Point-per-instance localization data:
===============

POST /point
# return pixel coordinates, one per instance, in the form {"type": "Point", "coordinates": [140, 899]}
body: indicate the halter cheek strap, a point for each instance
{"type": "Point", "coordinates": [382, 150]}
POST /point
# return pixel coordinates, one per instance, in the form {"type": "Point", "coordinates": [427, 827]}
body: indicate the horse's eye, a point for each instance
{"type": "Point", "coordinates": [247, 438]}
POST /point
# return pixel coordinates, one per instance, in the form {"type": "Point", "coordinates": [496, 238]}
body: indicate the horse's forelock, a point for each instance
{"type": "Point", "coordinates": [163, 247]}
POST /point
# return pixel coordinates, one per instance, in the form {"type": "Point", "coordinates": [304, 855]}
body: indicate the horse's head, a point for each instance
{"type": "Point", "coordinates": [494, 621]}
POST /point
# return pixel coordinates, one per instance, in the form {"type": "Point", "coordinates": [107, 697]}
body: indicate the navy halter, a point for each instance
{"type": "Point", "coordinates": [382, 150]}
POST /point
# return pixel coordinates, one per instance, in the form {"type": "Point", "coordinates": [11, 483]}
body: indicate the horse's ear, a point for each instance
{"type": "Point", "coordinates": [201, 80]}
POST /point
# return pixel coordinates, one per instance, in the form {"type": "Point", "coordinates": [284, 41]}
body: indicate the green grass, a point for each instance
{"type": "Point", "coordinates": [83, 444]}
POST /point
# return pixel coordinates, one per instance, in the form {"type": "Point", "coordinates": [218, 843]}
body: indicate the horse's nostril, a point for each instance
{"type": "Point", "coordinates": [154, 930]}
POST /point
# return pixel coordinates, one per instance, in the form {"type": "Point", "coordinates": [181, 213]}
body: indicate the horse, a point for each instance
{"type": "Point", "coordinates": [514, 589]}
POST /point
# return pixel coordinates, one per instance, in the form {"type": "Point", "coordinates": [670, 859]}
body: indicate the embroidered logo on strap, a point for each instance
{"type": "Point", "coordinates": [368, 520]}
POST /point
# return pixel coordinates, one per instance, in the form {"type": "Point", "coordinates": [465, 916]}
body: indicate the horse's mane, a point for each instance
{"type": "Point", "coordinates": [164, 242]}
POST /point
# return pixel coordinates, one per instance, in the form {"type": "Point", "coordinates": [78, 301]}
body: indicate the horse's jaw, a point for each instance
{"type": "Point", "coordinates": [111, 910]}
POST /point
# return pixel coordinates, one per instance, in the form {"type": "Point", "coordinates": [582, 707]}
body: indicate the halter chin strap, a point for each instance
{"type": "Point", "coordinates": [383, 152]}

===============

The problem: Set down the records again without altering a word.

Result for this exercise:
POST /point
# return pixel coordinates, one per instance, in the form {"type": "Point", "coordinates": [140, 899]}
body: indicate the halter cheek strap, a point for each instance
{"type": "Point", "coordinates": [382, 150]}
POST /point
# return pixel coordinates, one per instance, in the form {"type": "Point", "coordinates": [427, 827]}
body: indicate the horse's eye, a point for each instance
{"type": "Point", "coordinates": [247, 438]}
POST /point
# return pixel coordinates, one per instance, in the form {"type": "Point", "coordinates": [496, 238]}
body: indicate the horse's forelock, a point for each instance
{"type": "Point", "coordinates": [163, 247]}
POST /point
# return pixel coordinates, one per instance, in the form {"type": "Point", "coordinates": [304, 855]}
body: indicate the horse's head, a point for each instance
{"type": "Point", "coordinates": [494, 621]}
POST /point
# return pixel coordinates, one per instance, in the form {"type": "Point", "coordinates": [107, 697]}
body: indicate the navy halter, a point for each instance
{"type": "Point", "coordinates": [382, 150]}
POST /point
# return pixel coordinates, one per instance, in the form {"type": "Point", "coordinates": [11, 483]}
body: indicate the horse's ear, a point for each instance
{"type": "Point", "coordinates": [201, 80]}
POST /point
# return pixel coordinates, one per instance, in the form {"type": "Point", "coordinates": [284, 41]}
body: indicate the green grass, a point for each instance
{"type": "Point", "coordinates": [83, 444]}
POST /point
# return pixel coordinates, one per instance, in the form {"type": "Point", "coordinates": [218, 843]}
body: indicate the horse's nostril, a point for each instance
{"type": "Point", "coordinates": [154, 930]}
POST /point
# return pixel coordinates, one per instance, in the form {"type": "Point", "coordinates": [181, 213]}
body: indicate the horse, a point for each instance
{"type": "Point", "coordinates": [514, 589]}
POST /point
# return pixel coordinates, one per instance, in the form {"type": "Point", "coordinates": [670, 859]}
body: indicate the embroidered logo on strap, a point for each instance
{"type": "Point", "coordinates": [368, 520]}
POST /point
# return pixel coordinates, one per instance, in the form {"type": "Point", "coordinates": [465, 916]}
body: indicate the horse's mane, a point for each instance
{"type": "Point", "coordinates": [164, 242]}
POST /point
# return pixel coordinates, one per instance, in the form {"type": "Point", "coordinates": [78, 301]}
body: indicate the horse's jaw, a point for each instance
{"type": "Point", "coordinates": [111, 910]}
POST /point
# return pixel coordinates, one per instance, in the form {"type": "Point", "coordinates": [582, 707]}
body: indicate the halter chin strap, a point for each instance
{"type": "Point", "coordinates": [383, 152]}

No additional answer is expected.